***** Testo selezionato

Pertanto per il periodo decorrente dal 1 luglio 1998 e per l’intera durata di svolgimento delle mansioni superiori, cioè sino al 16 luglio 2002 (data in cui il ricorrente ha assunto la posizione funzionale di collaboratore professionale sanitario –infermiere professionale, categoria “D”) vanno riconosciute le differenze economiche connesse alla superiore qualifica, correttamente calcolate in ricorso e non specificamente contestate.
Il ricorrente ha conseguentemente diritto a percepire le differenze retributive tra il trattamento economico contrattualmente previsto per il personale inquadrato nella categoria “D” con la posizione funzionale di collaboratore professionale sanitario, profilo di “infermiere” e quello da lui effettivamente percepito di “operaio specializzato” cat.”A”, a decorrere dal 1 luglio 1998 al 16 luglio 2002. La domanda deve essere conclusivamente accolta per l’importo di € 21.844,14 determinato secondo i conteggi allegati al ricorso, oltre agli interessi legali, in base all’art. 22, comma 36, L. 724/1994.
Sulla somma sono dovuti, dunque, gli interessi legali, ma non la rivalutazione monetaria ai sensi dell’art. 22 co. 36 L. 724/1994, come modificato dalla pronuncia di incostituzionalità n.459/00.

**********
***** Dati forniti

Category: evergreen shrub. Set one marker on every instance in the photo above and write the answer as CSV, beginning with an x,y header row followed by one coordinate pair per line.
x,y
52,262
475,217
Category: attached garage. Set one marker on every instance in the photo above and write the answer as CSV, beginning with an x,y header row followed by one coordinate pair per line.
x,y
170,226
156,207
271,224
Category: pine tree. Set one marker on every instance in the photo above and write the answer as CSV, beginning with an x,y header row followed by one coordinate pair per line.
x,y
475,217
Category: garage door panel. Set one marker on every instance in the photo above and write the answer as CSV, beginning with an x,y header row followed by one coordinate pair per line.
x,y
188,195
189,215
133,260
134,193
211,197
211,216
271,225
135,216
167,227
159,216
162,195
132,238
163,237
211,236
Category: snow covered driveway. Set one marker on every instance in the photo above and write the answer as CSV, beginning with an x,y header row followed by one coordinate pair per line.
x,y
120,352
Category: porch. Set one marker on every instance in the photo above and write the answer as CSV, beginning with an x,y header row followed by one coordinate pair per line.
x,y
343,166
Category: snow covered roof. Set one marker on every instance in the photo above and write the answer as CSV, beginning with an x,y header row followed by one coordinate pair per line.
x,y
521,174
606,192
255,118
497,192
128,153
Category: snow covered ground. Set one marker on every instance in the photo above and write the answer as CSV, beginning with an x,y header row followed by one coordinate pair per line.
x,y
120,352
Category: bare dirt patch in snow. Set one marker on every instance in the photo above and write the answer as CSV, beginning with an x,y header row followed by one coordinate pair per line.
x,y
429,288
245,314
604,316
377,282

**********

Da fare:
1 > Nel testo selezionato, per quale importo viene accolta la domanda del ricorrente?
2 > Trascrivi dal testo selezionato il passo compreso tra "Pertanto per il" e "non specificamente contestate.", inclusi.

Soluzioni delle attività:
1 > Per € 21.844,14, oltre agli interessi legali.

2 >
Pertanto per il periodo decorrente dal 1 luglio 1998 e per l’intera durata di svolgimento delle mansioni superiori, cioè sino al 16 luglio 2002 (data in cui il ricorrente ha assunto la posizione funzionale di collaboratore professionale sanitario –infermiere professionale, categoria “D”) vanno riconosciute le differenze economiche connesse alla superiore qualifica, correttamente calcolate in ricorso e non specificamente contestate.